What to do –
Please rewrite everything from "We left the" down to "for 3 months." in the Coral Sea dive trip text, putting "private cabin" in place of "separate room".

***** Text

Dive Trip to Coral Sea with TAKA



We left the boat on the berth in Breakwater Marina in Townsville and took a bus to Cairns where we boarded TAKA – a big diving boat on which we are going to Coral Sea to spend 4 days diving on the reef.

We had a separate room on TAKA with double bed, air-conditioning and our own bathroom. It seemed a luxury after living on our Empede for 3 months. 

There are around 30 divers on the trip and also the crew of 13 (Skipper, first mate, engineer, cook and his assistant, 3 instructors, 2 photographers, 2 helpers and a trip director).

The crew takes care of everything, including cooking and filling the tanks and all you need to do is diving. The schedule is tough – 4 dives per day. 

One third of the divers are Japanese tourists, they don’t speak a word of English and have their own instructor who is also Japanese and is their interpreter as well. The other third of tourists are either Americans or Germans, and the remaining minority are Aussies (we included ourselves in the Aussie category).

**********
***** Extracted material

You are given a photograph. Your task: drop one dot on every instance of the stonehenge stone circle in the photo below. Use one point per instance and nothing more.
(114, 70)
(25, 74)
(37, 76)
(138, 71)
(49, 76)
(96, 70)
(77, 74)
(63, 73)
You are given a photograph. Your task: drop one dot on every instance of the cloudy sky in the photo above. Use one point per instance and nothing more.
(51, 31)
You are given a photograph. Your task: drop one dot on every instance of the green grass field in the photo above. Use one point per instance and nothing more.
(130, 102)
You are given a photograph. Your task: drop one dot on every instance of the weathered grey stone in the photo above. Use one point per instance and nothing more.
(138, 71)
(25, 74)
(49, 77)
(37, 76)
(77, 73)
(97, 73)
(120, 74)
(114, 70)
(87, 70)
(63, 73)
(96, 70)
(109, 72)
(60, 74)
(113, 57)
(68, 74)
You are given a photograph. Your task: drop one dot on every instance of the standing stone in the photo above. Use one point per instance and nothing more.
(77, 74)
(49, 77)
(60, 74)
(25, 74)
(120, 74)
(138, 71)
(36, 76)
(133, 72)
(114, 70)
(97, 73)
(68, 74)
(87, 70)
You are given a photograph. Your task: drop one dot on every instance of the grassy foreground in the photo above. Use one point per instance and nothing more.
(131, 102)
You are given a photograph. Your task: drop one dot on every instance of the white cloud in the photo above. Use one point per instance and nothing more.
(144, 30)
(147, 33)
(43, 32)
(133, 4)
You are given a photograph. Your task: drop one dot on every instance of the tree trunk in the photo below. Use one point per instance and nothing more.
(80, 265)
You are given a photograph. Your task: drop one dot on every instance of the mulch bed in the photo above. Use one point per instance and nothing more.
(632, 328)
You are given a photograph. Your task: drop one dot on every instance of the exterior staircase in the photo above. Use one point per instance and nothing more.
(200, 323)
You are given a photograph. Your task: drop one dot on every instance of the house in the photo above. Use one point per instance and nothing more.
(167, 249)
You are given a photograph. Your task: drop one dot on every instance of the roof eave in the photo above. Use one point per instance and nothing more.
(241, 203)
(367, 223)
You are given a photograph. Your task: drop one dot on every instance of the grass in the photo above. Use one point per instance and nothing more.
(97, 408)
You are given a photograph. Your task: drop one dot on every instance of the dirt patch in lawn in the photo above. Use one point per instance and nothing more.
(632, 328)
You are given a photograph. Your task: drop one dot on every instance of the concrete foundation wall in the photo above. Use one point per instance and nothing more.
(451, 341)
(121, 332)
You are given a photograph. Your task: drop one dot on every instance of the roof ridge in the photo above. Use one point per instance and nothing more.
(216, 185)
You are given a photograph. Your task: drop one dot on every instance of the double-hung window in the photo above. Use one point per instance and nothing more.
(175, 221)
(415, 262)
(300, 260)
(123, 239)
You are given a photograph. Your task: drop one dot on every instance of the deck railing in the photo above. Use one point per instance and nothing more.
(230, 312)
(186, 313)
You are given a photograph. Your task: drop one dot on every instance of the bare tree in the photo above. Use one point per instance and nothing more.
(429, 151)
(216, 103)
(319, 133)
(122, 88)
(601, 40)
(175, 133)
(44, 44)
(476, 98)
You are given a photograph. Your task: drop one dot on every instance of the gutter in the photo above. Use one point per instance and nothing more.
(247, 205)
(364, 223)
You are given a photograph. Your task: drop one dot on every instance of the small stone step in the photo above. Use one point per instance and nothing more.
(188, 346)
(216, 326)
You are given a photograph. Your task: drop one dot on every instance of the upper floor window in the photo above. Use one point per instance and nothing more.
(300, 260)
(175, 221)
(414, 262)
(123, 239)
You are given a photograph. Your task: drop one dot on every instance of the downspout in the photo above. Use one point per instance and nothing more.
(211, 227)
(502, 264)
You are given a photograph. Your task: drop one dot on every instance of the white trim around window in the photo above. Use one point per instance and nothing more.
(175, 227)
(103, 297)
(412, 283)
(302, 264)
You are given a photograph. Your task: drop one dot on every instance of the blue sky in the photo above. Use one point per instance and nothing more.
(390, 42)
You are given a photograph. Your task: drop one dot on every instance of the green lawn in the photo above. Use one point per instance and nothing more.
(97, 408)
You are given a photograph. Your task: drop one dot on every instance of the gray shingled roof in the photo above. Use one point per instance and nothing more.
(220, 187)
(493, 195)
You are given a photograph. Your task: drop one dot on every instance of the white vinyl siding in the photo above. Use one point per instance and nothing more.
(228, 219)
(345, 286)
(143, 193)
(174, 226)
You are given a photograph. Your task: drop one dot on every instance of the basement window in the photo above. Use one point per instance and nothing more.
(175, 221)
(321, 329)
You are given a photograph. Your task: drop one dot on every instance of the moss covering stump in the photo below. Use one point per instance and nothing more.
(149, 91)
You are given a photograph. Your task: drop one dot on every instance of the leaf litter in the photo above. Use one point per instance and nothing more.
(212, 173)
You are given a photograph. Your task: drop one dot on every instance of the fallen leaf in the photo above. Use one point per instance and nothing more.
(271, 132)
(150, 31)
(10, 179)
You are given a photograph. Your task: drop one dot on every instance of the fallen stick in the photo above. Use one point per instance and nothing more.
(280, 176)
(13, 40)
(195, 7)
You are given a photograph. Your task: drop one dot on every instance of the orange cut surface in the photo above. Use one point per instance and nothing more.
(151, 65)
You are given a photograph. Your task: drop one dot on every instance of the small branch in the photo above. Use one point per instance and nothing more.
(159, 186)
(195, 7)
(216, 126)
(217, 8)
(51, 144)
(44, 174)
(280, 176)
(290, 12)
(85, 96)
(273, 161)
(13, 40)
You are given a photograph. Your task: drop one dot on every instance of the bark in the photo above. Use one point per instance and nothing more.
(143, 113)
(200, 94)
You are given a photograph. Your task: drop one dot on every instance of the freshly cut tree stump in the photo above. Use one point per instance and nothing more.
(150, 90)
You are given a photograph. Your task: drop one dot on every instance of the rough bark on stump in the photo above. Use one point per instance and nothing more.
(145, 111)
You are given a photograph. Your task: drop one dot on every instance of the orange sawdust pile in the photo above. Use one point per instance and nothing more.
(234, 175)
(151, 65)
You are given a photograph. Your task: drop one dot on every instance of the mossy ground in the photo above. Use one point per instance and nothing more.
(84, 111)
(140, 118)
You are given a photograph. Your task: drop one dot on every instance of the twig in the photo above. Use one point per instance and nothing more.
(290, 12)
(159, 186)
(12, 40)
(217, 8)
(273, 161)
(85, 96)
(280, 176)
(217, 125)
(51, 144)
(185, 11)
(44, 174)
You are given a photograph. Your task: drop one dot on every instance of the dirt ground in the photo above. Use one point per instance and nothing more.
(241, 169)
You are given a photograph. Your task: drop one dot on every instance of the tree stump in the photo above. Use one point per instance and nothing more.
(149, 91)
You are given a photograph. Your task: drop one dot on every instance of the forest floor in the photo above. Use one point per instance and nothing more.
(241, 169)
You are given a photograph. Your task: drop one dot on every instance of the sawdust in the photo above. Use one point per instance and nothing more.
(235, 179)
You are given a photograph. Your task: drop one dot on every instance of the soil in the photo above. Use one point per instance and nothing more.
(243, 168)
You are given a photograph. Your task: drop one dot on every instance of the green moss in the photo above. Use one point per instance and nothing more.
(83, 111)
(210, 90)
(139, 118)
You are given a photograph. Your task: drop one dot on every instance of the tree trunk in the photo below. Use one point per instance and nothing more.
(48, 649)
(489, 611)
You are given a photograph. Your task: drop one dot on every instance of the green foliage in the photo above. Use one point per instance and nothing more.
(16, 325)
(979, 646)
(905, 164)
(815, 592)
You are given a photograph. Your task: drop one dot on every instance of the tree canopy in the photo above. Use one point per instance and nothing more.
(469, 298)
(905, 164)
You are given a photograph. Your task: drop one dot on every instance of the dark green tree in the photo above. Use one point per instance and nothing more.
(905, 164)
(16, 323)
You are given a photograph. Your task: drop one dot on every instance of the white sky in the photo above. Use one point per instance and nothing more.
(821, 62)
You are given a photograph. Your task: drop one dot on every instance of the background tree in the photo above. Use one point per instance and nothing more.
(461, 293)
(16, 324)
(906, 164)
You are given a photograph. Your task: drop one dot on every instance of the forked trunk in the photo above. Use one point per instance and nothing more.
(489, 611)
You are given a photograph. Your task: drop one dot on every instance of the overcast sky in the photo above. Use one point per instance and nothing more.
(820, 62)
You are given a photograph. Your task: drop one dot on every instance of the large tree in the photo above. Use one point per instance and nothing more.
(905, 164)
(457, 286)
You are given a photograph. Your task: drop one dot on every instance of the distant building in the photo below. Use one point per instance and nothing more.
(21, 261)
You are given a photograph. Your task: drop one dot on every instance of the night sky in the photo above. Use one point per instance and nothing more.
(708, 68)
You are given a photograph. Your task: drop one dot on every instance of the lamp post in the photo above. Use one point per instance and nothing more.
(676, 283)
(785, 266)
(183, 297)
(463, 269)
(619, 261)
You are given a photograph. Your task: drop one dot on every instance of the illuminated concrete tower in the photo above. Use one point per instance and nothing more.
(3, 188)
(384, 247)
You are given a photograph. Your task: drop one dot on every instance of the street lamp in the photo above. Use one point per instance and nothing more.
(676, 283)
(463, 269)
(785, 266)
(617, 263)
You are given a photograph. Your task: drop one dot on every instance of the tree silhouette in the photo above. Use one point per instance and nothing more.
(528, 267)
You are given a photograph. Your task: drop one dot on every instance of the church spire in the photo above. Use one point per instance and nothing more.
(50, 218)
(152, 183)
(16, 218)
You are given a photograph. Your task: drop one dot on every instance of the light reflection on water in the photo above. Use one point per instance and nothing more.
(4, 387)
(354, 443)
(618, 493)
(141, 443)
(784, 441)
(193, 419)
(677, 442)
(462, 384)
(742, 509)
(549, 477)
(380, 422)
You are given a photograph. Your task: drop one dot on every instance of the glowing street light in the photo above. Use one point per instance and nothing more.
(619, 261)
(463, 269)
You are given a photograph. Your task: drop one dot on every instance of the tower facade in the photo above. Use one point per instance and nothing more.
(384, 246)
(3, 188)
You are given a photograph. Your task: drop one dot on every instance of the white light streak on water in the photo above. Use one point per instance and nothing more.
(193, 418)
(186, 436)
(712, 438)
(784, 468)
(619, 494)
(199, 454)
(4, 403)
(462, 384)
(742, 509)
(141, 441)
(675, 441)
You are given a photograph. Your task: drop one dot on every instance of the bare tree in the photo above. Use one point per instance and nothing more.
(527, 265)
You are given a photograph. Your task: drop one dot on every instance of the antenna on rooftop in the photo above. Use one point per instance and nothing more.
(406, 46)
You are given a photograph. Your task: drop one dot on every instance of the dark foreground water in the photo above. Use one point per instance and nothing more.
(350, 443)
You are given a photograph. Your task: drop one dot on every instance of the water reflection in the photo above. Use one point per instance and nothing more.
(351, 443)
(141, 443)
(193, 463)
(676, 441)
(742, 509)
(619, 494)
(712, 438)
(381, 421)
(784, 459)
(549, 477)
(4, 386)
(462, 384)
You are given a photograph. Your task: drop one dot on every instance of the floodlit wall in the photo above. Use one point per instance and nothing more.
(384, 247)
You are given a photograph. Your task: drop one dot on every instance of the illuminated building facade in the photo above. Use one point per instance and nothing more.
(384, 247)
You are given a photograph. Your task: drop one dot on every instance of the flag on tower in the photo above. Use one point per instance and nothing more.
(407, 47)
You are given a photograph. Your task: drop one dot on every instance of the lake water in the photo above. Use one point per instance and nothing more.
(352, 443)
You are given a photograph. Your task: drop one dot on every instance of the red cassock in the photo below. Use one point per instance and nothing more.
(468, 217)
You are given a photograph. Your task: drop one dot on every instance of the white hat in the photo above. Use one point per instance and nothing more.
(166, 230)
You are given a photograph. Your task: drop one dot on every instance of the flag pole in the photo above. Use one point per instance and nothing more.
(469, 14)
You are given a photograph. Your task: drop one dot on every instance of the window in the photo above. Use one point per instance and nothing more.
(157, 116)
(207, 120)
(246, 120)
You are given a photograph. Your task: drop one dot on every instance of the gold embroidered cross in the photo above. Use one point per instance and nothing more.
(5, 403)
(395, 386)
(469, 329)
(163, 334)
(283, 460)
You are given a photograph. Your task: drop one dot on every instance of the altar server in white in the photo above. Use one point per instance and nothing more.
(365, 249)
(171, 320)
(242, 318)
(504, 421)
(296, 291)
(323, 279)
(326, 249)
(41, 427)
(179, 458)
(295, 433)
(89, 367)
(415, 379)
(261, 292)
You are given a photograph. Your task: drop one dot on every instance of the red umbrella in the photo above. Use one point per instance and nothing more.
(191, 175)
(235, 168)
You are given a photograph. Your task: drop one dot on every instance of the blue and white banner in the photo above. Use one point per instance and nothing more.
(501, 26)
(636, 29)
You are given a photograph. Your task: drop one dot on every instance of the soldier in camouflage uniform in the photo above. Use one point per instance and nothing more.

**********

Final result –
We left the boat on the berth in Breakwater Marina in Townsville and took a bus to Cairns where we boarded TAKA – a big diving boat on which we are going to Coral Sea to spend 4 days diving on the reef.

We had a private cabin on TAKA with double bed, air-conditioning and our own bathroom. It seemed a luxury after living on our Empede for 3 months.